++++ Data shown
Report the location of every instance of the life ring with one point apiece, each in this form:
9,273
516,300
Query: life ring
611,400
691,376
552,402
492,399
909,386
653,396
++++++++
# [Instructions to follow]
Send back all of the entries exactly, with nothing missing.

# [Task response]
Report the location of every instance of the life ring with one point apiece, each in this form:
9,273
516,300
Query: life ring
611,400
691,376
552,402
492,399
909,386
653,396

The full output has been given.